• [Passage provided]:
+++++
# Some Hooks For You Guys



## Bonz 54 (Apr 17, 2005)

Nice Bird Mack ! ! :yikes: Congradulations. FRANK


----------



## harrisonhunter (Nov 5, 2003)

Nice Bird..

Scored throught NWTF that bird would score 76.5

That's 6th place in Michigan. That's with a Shotgun? Right

Nice.


----------



## DEDGOOSE (Jan 19, 2007)

bigrackmack said:


> Just got back from the Taxidermy shop.....On a official scale (not a fish scale,like I usally weigh them:lol
> 27#'s
> 11" beard
> 1 3/8" spurs
> Taxidermist said that was the biggest bird he had in awhile.....Glad I made the decision to get it mounted.....really don't have the funds....but they are working with me on that part.....Thanks for the compliments guys......Mack


 Congrats man that is awesome a stud for sure at 27lbs.LIke I said most birds I have killed or called to the gun with them type of spurs are small body wise, but one weighed 26 and change on a certified scale.
+++++
• [Aim A]: Count the lines of the records that contain the string "jersey", treating uppercase and lowercase as different, and give only the number.
The thread about a mounted turkey and the records have nothing to do with each other.
+++++
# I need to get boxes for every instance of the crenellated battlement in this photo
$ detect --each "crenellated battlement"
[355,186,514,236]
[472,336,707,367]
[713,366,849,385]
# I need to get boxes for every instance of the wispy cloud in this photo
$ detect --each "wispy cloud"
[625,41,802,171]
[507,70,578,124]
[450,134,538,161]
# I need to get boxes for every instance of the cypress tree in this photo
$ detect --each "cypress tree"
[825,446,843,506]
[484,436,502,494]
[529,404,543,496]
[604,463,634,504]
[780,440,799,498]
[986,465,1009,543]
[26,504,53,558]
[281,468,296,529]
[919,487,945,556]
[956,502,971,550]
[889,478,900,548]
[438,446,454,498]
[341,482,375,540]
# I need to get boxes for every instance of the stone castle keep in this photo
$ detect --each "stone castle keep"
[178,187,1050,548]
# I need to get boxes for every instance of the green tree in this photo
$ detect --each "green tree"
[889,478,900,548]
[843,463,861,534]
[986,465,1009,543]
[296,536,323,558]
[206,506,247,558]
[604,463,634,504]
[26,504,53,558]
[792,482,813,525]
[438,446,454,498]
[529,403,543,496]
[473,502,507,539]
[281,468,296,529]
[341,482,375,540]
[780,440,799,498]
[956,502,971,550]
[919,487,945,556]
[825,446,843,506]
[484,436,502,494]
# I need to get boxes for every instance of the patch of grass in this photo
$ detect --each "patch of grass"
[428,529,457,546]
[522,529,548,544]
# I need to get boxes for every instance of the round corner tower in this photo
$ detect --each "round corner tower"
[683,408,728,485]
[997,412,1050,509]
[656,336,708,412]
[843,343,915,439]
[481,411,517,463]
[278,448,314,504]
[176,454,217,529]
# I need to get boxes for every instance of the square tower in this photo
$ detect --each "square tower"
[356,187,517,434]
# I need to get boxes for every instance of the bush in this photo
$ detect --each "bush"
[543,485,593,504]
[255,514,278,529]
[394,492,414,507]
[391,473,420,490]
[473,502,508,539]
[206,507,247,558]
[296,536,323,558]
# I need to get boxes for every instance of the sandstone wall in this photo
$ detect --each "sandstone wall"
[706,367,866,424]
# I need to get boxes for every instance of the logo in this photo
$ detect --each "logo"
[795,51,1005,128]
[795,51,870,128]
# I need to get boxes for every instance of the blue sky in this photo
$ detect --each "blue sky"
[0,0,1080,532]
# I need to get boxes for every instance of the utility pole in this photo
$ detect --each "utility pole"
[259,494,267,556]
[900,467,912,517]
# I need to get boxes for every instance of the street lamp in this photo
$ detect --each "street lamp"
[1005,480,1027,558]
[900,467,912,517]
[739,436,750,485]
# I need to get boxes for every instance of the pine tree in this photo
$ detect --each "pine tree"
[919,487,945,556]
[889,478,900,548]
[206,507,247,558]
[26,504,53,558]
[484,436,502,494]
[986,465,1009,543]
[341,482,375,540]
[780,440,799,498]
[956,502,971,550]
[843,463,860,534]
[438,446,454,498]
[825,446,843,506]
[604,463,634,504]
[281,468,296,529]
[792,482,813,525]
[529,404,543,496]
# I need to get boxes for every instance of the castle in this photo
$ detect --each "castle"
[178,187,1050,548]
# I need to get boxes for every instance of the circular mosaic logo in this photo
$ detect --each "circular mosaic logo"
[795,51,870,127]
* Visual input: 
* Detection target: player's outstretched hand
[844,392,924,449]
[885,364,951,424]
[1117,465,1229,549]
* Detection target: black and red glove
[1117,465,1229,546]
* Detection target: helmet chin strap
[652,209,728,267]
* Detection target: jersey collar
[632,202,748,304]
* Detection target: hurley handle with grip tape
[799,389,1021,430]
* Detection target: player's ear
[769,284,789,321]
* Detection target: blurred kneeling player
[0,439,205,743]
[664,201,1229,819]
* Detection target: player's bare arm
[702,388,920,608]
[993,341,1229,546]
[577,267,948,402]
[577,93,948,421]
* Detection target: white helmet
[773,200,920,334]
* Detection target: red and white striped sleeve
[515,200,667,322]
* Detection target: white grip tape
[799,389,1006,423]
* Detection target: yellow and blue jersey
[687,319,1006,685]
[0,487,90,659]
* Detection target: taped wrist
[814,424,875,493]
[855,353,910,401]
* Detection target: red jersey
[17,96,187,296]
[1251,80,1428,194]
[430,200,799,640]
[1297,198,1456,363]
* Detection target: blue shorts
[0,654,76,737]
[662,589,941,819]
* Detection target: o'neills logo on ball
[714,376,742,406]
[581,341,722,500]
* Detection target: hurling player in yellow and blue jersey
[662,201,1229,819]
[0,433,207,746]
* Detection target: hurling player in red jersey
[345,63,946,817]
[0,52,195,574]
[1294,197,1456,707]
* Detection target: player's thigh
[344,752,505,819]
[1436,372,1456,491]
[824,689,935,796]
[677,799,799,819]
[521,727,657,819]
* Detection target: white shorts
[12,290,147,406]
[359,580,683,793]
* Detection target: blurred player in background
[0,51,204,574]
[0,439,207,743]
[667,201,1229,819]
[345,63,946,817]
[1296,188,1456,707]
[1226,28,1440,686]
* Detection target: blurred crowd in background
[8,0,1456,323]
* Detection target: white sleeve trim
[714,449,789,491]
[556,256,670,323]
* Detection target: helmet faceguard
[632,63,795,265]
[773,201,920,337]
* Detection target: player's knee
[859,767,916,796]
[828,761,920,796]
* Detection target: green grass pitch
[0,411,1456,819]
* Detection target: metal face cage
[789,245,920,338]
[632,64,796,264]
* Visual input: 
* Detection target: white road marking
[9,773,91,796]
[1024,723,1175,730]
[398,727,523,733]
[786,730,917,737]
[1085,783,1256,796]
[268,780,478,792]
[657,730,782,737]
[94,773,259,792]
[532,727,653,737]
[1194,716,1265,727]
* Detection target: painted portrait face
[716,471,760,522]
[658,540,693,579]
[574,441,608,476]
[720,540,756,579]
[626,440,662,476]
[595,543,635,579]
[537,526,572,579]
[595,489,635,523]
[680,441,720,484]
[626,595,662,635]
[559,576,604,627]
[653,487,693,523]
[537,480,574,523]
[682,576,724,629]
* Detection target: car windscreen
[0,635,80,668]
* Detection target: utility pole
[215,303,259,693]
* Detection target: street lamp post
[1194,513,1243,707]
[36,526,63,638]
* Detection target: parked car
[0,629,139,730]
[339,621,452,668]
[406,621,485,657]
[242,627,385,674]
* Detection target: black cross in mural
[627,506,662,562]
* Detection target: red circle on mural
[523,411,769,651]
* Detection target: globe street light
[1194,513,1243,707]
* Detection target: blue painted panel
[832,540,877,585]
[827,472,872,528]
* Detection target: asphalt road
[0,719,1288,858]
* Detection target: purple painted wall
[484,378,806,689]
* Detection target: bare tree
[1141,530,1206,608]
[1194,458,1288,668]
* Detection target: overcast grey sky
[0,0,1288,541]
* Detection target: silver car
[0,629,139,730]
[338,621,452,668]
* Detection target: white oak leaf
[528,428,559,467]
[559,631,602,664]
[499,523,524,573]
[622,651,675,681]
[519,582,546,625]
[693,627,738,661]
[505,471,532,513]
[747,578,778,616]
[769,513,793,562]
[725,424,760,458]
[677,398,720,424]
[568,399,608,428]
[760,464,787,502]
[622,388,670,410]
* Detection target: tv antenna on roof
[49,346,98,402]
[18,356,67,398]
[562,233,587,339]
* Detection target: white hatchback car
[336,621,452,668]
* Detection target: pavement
+++++
• [Aim B]: Proceed with the thread about the mounted turkey, picking up after its last post.

• [Output A]: 5

• [Output B]:
That is a big Michigan bird for sure bodywise, congrats to you.


----------



## unclecbass (Sep 29, 2005)

Nice hooks, best indicator of a mature bird and those look great. I personally like the beards more for mounting but I keep the longest hook of each tom I bag and add it to my huntin hat.


----------



## bigrackmack (Aug 10, 2004)

harrisonhunter said:


> Nice Bird..
> 
> Scored throught NWTF that bird would score 76.5
> 
> ...


Yep a shot gun......Bennelli SBE,Brimley Super Extra Full and #5 Winchester Supremes......a deadly combo as you can see:lol:.......Mack


----------



## EdB (Feb 28, 2002)

Nice hooks!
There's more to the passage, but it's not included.